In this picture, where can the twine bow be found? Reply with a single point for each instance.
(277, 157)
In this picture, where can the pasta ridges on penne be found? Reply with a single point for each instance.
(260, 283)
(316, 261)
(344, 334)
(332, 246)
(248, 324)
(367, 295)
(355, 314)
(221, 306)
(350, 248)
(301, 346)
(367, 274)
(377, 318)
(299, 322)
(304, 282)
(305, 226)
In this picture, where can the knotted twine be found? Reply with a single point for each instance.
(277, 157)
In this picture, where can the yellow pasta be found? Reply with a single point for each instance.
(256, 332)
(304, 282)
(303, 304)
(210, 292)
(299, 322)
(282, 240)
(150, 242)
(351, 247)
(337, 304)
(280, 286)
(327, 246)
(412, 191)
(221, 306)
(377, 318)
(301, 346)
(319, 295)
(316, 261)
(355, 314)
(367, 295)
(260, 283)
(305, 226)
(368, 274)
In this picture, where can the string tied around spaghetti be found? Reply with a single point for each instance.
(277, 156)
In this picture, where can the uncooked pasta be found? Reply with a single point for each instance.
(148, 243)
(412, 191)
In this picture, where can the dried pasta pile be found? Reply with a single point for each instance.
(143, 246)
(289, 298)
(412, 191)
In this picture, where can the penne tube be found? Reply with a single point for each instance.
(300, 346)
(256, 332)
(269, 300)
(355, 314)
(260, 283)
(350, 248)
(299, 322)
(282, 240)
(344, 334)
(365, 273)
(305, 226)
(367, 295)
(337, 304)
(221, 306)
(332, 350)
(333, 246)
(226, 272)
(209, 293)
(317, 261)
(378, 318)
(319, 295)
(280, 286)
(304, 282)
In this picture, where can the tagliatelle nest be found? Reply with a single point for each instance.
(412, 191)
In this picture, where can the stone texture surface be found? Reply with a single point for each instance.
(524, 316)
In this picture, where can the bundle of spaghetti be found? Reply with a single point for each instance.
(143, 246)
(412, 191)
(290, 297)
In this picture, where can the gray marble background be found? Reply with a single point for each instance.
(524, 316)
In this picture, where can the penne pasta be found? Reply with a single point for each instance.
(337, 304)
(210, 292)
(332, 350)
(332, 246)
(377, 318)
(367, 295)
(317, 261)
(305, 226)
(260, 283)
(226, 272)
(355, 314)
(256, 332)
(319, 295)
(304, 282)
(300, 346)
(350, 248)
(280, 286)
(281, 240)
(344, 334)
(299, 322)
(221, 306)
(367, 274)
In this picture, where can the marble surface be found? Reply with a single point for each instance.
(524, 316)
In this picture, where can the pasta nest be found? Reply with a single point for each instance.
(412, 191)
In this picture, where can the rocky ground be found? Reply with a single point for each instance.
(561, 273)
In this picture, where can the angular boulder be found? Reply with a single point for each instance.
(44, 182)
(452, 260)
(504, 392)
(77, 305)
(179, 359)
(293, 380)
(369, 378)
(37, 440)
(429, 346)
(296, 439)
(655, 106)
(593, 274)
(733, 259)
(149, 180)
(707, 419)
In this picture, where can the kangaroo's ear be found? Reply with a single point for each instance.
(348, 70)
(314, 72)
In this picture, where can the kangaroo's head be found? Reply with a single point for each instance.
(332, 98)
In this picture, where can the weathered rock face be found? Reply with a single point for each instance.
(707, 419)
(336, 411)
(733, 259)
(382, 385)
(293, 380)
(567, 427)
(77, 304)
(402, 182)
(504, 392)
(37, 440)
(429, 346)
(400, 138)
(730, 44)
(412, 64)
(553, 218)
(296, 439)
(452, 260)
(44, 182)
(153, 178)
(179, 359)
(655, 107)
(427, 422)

- [What you are asked to do] Every record needs to be written out again, exactly as it was given.

- [Result below]
In this picture, where can the twine bow be found? Reply with a single point for each instance.
(277, 157)
In this picture, where can the pasta ridges on penne be found? Reply with a single point for each instance.
(260, 283)
(316, 261)
(344, 334)
(332, 246)
(248, 324)
(367, 295)
(355, 314)
(221, 306)
(350, 248)
(301, 346)
(367, 274)
(377, 318)
(299, 322)
(304, 282)
(305, 226)
In this picture, where can the knotted twine be found? Reply with a single point for each instance.
(277, 157)
In this picture, where can the yellow pasta be found? Reply with a single point for each instance.
(256, 332)
(304, 282)
(303, 304)
(210, 292)
(299, 322)
(282, 240)
(150, 242)
(351, 247)
(337, 304)
(280, 286)
(327, 246)
(412, 191)
(221, 306)
(377, 318)
(301, 346)
(319, 295)
(316, 261)
(355, 314)
(367, 295)
(260, 283)
(305, 226)
(368, 274)
In this picture, where can the string tied around spaghetti be found? Reply with a single point for each instance.
(277, 156)
In this picture, where can the uncooked pasta be found? Reply with a single point for each instance.
(148, 243)
(412, 191)
In this picture, where can the dried pasta pile be found? Reply with a single point for each instance.
(143, 246)
(289, 298)
(412, 191)
In this picture, where can the penne tube be found? Reply with a single point for each instance.
(300, 346)
(256, 332)
(269, 300)
(355, 314)
(260, 283)
(350, 248)
(299, 322)
(282, 240)
(344, 334)
(365, 273)
(305, 226)
(367, 295)
(337, 304)
(221, 306)
(332, 350)
(333, 246)
(226, 272)
(209, 293)
(317, 261)
(378, 318)
(319, 295)
(280, 286)
(304, 282)
In this picture, where can the tagliatelle nest be found? Reply with a single point for each instance.
(412, 191)
In this picture, where can the stone texture surface be found? Reply with a single point for each instance.
(524, 316)
In this picture, where can the bundle of spaghetti be found? Reply with a single point for each instance.
(143, 246)
(412, 191)
(290, 297)
In this picture, where can the gray marble background be found? Reply with a single point for each instance.
(524, 316)
In this picture, where can the penne pasta be found? Reply with a single point for each instance.
(337, 304)
(210, 292)
(332, 350)
(332, 246)
(377, 318)
(367, 295)
(317, 261)
(305, 226)
(260, 283)
(226, 272)
(355, 314)
(256, 332)
(319, 295)
(304, 282)
(300, 346)
(350, 248)
(280, 286)
(281, 240)
(344, 334)
(299, 322)
(221, 306)
(367, 274)
In this picture, where can the marble surface be found? Reply with a single point for each instance.
(524, 316)
In this picture, where can the pasta nest be found? Reply with a single point for each instance.
(412, 191)
In this picture, where can the rocky ground be found? Reply with a single point for each instance.
(561, 273)
In this picture, where can the angular boulder be found? Reply with a single point for each instance.
(44, 182)
(452, 260)
(504, 392)
(77, 305)
(179, 359)
(293, 380)
(369, 378)
(37, 440)
(429, 346)
(296, 439)
(655, 106)
(593, 274)
(733, 259)
(149, 180)
(707, 419)
In this picture, where can the kangaroo's ear be found? Reply with a single point for each instance.
(348, 70)
(314, 72)
In this picture, where can the kangaroo's head be found? Reply with a single point for each instance.
(332, 98)
In this picture, where can the weathered rock face be found? Reply with a single point for each instance.
(707, 419)
(336, 411)
(733, 259)
(382, 385)
(293, 380)
(567, 427)
(77, 304)
(402, 182)
(504, 392)
(37, 440)
(429, 346)
(400, 138)
(730, 44)
(412, 64)
(553, 218)
(296, 439)
(452, 260)
(44, 182)
(153, 178)
(179, 359)
(655, 107)
(427, 422)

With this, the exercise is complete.